***** Dataset *****

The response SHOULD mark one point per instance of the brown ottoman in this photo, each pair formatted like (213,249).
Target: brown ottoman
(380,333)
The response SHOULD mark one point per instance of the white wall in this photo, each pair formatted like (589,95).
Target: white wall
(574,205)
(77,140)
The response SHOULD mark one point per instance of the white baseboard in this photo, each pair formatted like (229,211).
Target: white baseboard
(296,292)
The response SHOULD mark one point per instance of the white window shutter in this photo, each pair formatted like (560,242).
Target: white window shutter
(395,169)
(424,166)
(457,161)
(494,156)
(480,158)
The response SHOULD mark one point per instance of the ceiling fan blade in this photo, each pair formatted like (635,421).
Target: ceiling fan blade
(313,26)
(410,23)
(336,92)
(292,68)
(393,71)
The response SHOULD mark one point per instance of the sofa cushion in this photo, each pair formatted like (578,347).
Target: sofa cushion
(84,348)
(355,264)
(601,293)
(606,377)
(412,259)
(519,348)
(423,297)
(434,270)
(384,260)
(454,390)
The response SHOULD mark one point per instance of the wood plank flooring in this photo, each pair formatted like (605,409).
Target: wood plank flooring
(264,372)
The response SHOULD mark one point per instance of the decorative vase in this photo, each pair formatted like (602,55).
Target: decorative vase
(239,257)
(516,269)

*****

Exercise requirements:
Copy word for word the lines of the data above, from the line containing "The response SHOULD mark one point per instance of the wood" through the last line of the data.

Result of this task:
The response SHOULD mark one point per instance of the wood plank flooring in this photo, each pair formatted like (605,409).
Target: wood plank flooring
(264,372)
The response SHOULD mark one point per instance of the decorative vase in this photo, each pair formatted like (602,55).
Target: decorative vase
(239,257)
(516,269)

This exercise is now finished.